YOUR TASKS ::
- 1) In the post on sweat glands, for roughly how many months of the year does the writer say pit-stains in shirts cannot be avoided?
- 2) Reproduce from the post on sweat glands the passage that begins at the words "Ok, I’m not" and stops after the words "How/why did we develop sweat glands?", keeping every character unchanged.

═════ PASSAGE SHOWN

Why did we develop sweat glands?

Ok, I’m not a creationist, nor an irreducible complexist (is that a word?) but I did think about this earlier today as I sweltered in the Texas heat.

How/why did we develop sweat glands?

Traditional evolutionary biology states that over a given period of time, mutations that were conducive to survival bred true and lead to species-wide adaptations that carried on from generation to generation. However, this took a loooong time.

So, we evolve from fish, to amphibians. They probably didn’t need sweat glands.

Then we get dinosaurs who were, by all accounts, near-lizards. No sweat glands.

Simultaneously (or near enough), hairy, small critters evolved. Leaving aside hair/sebaceous glands, how/why did extruding moisture from those glands end up become a response to trying to shed excess heat?

In other words - how did enough of our ancestors who piddled out of their hair folicles survive to ensure that no matter what I do, I can’t avoid nasty pit-stains in my shirts for about 6 months of the year? How did any of them survive long enough to make that a survival trait?

══════════
═════ LISTED ENTRIES

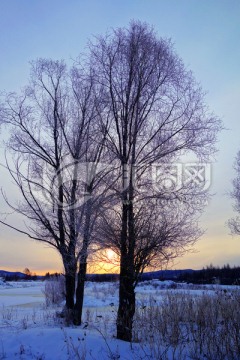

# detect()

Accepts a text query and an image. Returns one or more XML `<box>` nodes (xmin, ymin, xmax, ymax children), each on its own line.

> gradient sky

<box><xmin>0</xmin><ymin>0</ymin><xmax>240</xmax><ymax>273</ymax></box>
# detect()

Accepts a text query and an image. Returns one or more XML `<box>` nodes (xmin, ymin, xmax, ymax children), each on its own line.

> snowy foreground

<box><xmin>0</xmin><ymin>280</ymin><xmax>240</xmax><ymax>360</ymax></box>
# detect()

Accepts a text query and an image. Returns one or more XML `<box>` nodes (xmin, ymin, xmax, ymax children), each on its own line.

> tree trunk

<box><xmin>73</xmin><ymin>257</ymin><xmax>87</xmax><ymax>326</ymax></box>
<box><xmin>117</xmin><ymin>259</ymin><xmax>135</xmax><ymax>342</ymax></box>
<box><xmin>117</xmin><ymin>201</ymin><xmax>135</xmax><ymax>342</ymax></box>
<box><xmin>65</xmin><ymin>273</ymin><xmax>75</xmax><ymax>310</ymax></box>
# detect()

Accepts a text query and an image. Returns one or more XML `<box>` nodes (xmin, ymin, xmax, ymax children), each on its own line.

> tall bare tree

<box><xmin>228</xmin><ymin>151</ymin><xmax>240</xmax><ymax>235</ymax></box>
<box><xmin>1</xmin><ymin>59</ymin><xmax>107</xmax><ymax>324</ymax></box>
<box><xmin>91</xmin><ymin>22</ymin><xmax>220</xmax><ymax>341</ymax></box>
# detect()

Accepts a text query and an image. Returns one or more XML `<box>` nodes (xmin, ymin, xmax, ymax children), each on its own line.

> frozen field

<box><xmin>0</xmin><ymin>280</ymin><xmax>240</xmax><ymax>360</ymax></box>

══════════

EXPECTED OUTPUTS ::
- 1) About six months of the year.

- 2)
Ok, I’m not a creationist, nor an irreducible complexist (is that a word?) but I did think about this earlier today as I sweltered in the Texas heat.

How/why did we develop sweat glands?